Exercise materials:
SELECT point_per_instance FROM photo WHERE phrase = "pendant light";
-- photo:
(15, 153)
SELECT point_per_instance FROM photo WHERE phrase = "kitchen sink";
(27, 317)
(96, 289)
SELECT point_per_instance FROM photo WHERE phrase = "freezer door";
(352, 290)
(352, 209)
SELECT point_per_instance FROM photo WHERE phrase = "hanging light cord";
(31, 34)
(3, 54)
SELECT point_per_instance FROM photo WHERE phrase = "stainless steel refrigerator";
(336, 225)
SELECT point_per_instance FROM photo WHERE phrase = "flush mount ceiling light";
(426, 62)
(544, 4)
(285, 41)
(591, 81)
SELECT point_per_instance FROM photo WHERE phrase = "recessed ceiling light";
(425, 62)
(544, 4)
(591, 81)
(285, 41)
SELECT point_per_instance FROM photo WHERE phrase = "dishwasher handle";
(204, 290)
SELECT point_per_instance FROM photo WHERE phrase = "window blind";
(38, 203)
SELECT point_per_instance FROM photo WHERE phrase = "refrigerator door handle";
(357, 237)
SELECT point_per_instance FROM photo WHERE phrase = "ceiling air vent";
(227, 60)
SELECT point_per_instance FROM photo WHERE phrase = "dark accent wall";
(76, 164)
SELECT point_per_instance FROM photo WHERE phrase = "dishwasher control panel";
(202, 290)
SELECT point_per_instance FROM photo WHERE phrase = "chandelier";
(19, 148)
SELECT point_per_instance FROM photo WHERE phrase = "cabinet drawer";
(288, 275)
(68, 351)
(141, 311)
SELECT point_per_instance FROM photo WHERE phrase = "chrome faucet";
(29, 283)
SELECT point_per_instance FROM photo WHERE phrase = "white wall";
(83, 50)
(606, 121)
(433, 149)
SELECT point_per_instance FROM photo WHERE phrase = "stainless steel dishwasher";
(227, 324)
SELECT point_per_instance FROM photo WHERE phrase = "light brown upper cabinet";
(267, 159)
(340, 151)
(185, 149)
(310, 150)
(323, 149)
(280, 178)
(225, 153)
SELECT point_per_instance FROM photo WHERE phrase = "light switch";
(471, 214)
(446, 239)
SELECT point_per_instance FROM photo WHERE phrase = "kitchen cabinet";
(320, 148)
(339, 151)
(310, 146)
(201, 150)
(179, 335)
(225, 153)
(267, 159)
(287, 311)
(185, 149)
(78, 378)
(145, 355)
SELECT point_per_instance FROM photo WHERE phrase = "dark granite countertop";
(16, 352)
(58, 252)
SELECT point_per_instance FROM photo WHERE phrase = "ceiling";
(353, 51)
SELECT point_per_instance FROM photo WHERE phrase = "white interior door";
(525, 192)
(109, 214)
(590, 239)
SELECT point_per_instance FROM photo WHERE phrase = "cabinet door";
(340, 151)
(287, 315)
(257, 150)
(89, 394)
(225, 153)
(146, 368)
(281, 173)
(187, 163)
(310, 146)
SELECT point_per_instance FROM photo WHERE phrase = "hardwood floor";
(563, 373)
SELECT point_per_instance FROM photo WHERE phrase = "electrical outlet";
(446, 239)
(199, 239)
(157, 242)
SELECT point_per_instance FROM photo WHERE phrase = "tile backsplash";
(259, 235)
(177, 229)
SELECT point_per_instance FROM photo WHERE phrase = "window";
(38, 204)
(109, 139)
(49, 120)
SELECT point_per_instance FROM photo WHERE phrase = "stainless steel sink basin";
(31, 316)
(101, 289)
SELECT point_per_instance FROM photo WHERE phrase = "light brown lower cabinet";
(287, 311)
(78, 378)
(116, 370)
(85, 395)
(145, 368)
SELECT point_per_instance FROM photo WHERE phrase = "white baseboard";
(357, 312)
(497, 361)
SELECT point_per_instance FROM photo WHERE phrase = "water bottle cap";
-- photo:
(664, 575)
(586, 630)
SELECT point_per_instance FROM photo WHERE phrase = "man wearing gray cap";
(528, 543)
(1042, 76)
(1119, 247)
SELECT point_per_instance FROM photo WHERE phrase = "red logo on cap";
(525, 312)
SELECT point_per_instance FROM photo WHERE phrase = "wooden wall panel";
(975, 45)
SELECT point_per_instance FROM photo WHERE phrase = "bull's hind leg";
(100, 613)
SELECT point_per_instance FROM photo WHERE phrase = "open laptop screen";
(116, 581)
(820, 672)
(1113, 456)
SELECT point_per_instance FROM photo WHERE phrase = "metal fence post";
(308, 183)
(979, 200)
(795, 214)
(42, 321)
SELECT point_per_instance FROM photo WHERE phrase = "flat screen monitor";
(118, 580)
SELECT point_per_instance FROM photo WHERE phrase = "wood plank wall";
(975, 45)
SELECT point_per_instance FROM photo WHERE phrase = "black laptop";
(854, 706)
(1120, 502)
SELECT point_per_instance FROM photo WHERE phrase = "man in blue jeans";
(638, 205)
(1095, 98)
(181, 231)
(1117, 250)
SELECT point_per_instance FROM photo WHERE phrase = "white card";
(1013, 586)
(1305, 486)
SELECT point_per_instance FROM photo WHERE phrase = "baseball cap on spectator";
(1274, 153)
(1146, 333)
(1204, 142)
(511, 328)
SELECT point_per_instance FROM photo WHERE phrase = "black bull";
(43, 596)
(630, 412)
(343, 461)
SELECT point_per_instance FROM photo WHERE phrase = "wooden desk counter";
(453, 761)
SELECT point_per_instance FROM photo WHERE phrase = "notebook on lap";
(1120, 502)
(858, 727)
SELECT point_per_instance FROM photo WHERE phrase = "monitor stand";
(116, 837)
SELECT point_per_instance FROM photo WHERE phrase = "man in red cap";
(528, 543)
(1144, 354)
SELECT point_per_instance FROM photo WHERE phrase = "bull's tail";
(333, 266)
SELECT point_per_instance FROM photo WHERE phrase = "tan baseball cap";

Short problem: Copy all of the material word for word.

Reply:
SELECT point_per_instance FROM photo WHERE phrase = "pendant light";
-- photo:
(15, 153)
SELECT point_per_instance FROM photo WHERE phrase = "kitchen sink";
(27, 317)
(96, 289)
SELECT point_per_instance FROM photo WHERE phrase = "freezer door";
(352, 290)
(352, 209)
SELECT point_per_instance FROM photo WHERE phrase = "hanging light cord";
(31, 34)
(3, 54)
SELECT point_per_instance FROM photo WHERE phrase = "stainless steel refrigerator";
(336, 225)
SELECT point_per_instance FROM photo WHERE phrase = "flush mount ceiling light";
(426, 62)
(544, 4)
(285, 41)
(591, 81)
SELECT point_per_instance FROM photo WHERE phrase = "recessed ceiling light";
(425, 62)
(544, 4)
(591, 81)
(285, 41)
SELECT point_per_instance FROM photo WHERE phrase = "dishwasher handle";
(204, 290)
SELECT point_per_instance FROM photo WHERE phrase = "window blind";
(38, 203)
SELECT point_per_instance FROM photo WHERE phrase = "refrigerator door handle";
(357, 237)
SELECT point_per_instance FROM photo WHERE phrase = "ceiling air vent";
(227, 60)
SELECT point_per_instance FROM photo WHERE phrase = "dark accent wall";
(76, 164)
SELECT point_per_instance FROM photo WHERE phrase = "dishwasher control panel";
(202, 290)
SELECT point_per_instance FROM photo WHERE phrase = "chandelier";
(19, 148)
SELECT point_per_instance FROM photo WHERE phrase = "cabinet drawer";
(288, 275)
(68, 351)
(141, 311)
SELECT point_per_instance FROM photo WHERE phrase = "chrome faucet";
(29, 283)
SELECT point_per_instance FROM photo WHERE phrase = "white wall";
(83, 50)
(606, 121)
(433, 149)
SELECT point_per_instance FROM photo WHERE phrase = "stainless steel dishwasher";
(227, 324)
SELECT point_per_instance FROM photo WHERE phrase = "light brown upper cabinet";
(267, 159)
(340, 151)
(185, 149)
(310, 150)
(323, 149)
(280, 178)
(225, 153)
SELECT point_per_instance FROM photo WHERE phrase = "light switch";
(471, 214)
(446, 239)
SELECT point_per_instance FROM photo WHERE phrase = "kitchen cabinet";
(320, 148)
(339, 151)
(310, 146)
(201, 150)
(179, 335)
(225, 153)
(267, 159)
(287, 311)
(185, 149)
(78, 378)
(145, 355)
SELECT point_per_instance FROM photo WHERE phrase = "dark granite countertop";
(16, 352)
(58, 252)
SELECT point_per_instance FROM photo WHERE phrase = "ceiling";
(353, 51)
SELECT point_per_instance FROM photo WHERE phrase = "white interior door";
(525, 192)
(109, 214)
(590, 239)
SELECT point_per_instance FROM photo WHERE phrase = "cabinet door";
(340, 151)
(287, 315)
(257, 150)
(89, 394)
(225, 153)
(146, 368)
(281, 173)
(187, 163)
(310, 146)
SELECT point_per_instance FROM photo WHERE phrase = "hardwood floor";
(563, 373)
SELECT point_per_instance FROM photo WHERE phrase = "electrical outlet";
(446, 239)
(199, 239)
(157, 242)
SELECT point_per_instance FROM photo WHERE phrase = "tile backsplash";
(259, 235)
(177, 229)
SELECT point_per_instance FROM photo WHERE phrase = "window";
(38, 204)
(109, 139)
(49, 120)
SELECT point_per_instance FROM photo WHERE phrase = "stainless steel sink basin";
(31, 316)
(101, 289)
SELECT point_per_instance FROM photo WHERE phrase = "light brown lower cabinet";
(287, 311)
(78, 378)
(116, 370)
(85, 395)
(145, 368)
SELECT point_per_instance FROM photo WHERE phrase = "white baseboard";
(357, 312)
(497, 361)
SELECT point_per_instance FROM photo WHERE phrase = "water bottle cap";
-- photo:
(664, 575)
(586, 630)
SELECT point_per_instance FROM photo WHERE phrase = "man wearing gray cap";
(528, 543)
(1042, 76)
(1119, 247)
SELECT point_per_instance FROM photo WHERE phrase = "red logo on cap";
(525, 312)
SELECT point_per_instance FROM photo WHERE phrase = "wooden wall panel";
(975, 45)
SELECT point_per_instance FROM photo WHERE phrase = "bull's hind leg";
(100, 613)
SELECT point_per_instance FROM photo WHERE phrase = "open laptop screen";
(116, 581)
(820, 672)
(1113, 456)
SELECT point_per_instance FROM photo WHERE phrase = "metal fence post";
(308, 183)
(979, 200)
(795, 214)
(42, 321)
SELECT point_per_instance FROM photo WHERE phrase = "flat screen monitor";
(118, 580)
SELECT point_per_instance FROM photo WHERE phrase = "wood plank wall";
(975, 45)
SELECT point_per_instance FROM photo WHERE phrase = "black laptop";
(854, 706)
(1120, 502)
SELECT point_per_instance FROM photo WHERE phrase = "man in blue jeans";
(638, 205)
(1095, 98)
(181, 231)
(1117, 250)
SELECT point_per_instance FROM photo WHERE phrase = "white card";
(1013, 586)
(1305, 486)
SELECT point_per_instance FROM photo WHERE phrase = "baseball cap on spectator";
(1274, 153)
(1146, 333)
(1204, 142)
(511, 328)
SELECT point_per_instance FROM photo WHERE phrase = "black bull";
(43, 596)
(630, 412)
(343, 461)
SELECT point_per_instance FROM photo WHERE phrase = "wooden desk counter";
(453, 761)
SELECT point_per_instance FROM photo WHERE phrase = "notebook on lap";
(1120, 502)
(858, 727)
SELECT point_per_instance FROM photo WHERE phrase = "monitor stand";
(116, 837)
SELECT point_per_instance FROM photo WHERE phrase = "man in red cap";
(528, 543)
(1144, 354)
SELECT point_per_instance FROM photo WHERE phrase = "bull's tail";
(333, 266)
SELECT point_per_instance FROM photo WHERE phrase = "tan baseball cap";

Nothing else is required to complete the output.